◆ **Data for processing**

= = = =

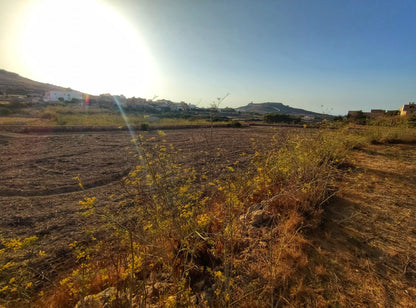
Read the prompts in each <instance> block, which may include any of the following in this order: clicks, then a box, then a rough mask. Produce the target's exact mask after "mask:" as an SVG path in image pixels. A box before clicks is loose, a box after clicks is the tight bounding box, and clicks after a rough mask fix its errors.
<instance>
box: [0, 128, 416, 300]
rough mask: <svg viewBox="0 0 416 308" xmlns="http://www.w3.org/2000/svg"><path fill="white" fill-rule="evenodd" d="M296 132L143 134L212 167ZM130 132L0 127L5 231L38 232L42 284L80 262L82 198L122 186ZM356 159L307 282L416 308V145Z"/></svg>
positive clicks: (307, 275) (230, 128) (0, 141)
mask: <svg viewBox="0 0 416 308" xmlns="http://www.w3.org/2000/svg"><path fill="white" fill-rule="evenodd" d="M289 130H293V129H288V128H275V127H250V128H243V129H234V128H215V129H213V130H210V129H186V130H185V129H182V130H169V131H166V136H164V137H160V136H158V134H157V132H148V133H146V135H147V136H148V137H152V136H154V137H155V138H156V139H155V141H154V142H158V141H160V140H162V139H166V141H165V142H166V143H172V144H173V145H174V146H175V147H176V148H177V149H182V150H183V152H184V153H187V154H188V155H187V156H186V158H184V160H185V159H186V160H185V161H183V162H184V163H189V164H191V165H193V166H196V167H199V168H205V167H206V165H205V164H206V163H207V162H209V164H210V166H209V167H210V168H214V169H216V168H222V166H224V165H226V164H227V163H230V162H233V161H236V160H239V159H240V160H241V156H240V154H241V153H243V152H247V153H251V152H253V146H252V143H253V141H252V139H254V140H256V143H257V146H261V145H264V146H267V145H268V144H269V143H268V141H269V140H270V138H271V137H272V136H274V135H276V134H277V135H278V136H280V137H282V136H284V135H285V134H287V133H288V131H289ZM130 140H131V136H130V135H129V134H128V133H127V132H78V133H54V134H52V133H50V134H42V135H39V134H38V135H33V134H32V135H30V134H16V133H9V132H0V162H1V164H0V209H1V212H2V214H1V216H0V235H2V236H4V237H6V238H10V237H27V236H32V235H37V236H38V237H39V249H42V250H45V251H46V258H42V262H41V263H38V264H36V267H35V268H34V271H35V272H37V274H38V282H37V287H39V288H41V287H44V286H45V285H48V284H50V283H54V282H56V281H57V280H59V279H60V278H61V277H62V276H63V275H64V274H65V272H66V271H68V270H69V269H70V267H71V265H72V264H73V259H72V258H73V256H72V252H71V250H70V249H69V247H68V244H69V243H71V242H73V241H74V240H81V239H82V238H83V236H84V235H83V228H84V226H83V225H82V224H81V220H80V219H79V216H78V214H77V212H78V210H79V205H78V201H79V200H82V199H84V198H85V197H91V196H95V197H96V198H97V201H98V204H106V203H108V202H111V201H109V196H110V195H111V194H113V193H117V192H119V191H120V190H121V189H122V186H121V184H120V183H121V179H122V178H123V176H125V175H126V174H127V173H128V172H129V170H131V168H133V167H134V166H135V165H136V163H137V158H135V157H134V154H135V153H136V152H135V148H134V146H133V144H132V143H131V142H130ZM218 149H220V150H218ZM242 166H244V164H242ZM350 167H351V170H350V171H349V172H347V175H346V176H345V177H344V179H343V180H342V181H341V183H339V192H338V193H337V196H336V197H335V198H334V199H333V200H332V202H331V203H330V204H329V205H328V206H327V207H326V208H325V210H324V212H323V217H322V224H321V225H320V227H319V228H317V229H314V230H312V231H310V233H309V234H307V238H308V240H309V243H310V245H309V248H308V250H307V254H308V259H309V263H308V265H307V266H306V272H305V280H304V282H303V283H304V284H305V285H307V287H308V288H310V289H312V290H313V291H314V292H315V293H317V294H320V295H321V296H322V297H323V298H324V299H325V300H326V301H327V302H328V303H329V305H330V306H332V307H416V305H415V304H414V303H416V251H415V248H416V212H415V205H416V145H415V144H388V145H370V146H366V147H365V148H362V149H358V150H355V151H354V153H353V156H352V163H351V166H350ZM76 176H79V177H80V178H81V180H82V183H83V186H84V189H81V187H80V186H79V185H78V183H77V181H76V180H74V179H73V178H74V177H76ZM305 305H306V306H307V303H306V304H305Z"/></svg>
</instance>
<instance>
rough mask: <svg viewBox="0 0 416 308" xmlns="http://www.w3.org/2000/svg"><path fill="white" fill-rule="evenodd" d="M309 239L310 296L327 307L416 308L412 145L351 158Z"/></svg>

= = = =

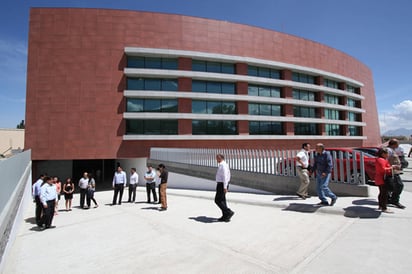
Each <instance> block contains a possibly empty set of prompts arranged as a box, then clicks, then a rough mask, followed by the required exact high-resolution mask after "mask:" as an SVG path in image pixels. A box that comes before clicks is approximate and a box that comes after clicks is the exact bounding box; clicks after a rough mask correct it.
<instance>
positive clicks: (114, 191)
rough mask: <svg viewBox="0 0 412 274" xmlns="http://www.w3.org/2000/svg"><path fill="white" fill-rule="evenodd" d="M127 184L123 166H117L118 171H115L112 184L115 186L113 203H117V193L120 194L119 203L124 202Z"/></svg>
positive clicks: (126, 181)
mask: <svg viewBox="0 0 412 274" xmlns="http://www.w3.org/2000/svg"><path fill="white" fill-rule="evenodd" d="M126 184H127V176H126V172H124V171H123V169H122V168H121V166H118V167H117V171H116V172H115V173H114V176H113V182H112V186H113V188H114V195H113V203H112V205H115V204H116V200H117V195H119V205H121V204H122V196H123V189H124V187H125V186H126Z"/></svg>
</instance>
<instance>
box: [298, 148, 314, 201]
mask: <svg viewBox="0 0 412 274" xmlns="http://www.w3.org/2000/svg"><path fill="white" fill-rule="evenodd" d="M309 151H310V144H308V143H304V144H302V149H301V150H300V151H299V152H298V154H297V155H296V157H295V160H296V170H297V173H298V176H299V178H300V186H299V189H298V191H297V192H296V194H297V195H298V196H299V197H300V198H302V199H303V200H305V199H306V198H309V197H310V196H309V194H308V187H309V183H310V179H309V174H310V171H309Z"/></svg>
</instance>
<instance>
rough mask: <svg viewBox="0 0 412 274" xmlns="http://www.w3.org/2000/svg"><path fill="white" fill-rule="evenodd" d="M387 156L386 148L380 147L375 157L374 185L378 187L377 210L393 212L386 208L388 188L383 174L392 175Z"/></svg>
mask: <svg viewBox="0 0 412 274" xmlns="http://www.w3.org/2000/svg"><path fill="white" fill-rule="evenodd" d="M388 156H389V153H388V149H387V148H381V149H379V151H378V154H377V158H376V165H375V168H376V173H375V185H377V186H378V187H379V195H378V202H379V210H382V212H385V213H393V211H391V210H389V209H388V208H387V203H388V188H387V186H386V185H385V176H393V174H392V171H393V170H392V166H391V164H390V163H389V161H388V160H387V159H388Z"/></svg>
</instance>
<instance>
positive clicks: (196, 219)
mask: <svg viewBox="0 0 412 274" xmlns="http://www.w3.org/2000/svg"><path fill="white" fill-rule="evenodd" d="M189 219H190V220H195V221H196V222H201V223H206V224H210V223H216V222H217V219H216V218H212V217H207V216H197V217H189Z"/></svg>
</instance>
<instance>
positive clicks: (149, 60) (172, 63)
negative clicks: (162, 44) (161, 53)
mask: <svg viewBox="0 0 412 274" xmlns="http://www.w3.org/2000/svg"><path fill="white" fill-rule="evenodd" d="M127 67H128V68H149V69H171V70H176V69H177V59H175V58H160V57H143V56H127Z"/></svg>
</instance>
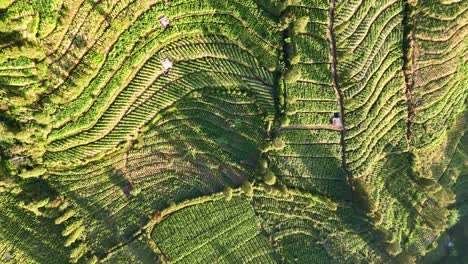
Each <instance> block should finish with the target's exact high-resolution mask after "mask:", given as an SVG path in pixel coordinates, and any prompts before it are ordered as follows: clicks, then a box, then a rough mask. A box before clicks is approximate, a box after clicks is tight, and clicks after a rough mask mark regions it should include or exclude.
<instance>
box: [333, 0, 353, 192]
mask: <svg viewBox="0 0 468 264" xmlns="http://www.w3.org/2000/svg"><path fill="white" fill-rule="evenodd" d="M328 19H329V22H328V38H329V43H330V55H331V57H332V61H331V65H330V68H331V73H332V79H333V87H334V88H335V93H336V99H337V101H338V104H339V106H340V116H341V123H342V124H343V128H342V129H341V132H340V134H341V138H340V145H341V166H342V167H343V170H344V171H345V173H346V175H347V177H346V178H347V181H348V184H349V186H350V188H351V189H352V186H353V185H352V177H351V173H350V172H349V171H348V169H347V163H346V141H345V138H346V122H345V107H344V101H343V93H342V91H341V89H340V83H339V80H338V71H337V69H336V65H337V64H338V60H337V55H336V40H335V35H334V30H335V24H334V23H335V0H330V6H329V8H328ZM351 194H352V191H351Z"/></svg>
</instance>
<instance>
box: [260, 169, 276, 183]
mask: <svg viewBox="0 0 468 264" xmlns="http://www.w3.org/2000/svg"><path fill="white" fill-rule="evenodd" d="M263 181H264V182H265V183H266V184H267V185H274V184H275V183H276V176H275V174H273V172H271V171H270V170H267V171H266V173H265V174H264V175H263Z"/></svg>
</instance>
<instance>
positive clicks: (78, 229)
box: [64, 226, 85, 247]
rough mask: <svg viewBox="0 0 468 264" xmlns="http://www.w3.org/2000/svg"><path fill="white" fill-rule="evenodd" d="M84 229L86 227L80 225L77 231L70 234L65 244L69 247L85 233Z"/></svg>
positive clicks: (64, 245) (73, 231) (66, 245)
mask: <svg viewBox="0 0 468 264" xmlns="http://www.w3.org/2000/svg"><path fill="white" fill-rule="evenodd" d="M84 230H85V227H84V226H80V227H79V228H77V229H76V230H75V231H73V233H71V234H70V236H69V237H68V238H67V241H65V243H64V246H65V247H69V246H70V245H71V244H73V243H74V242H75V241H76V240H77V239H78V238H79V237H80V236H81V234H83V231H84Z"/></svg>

= = = =

◆ **Your objective**
Identify the lines in the records above that contain the word "approximate", then state how many there are and nothing more.

◆ **Reply**
2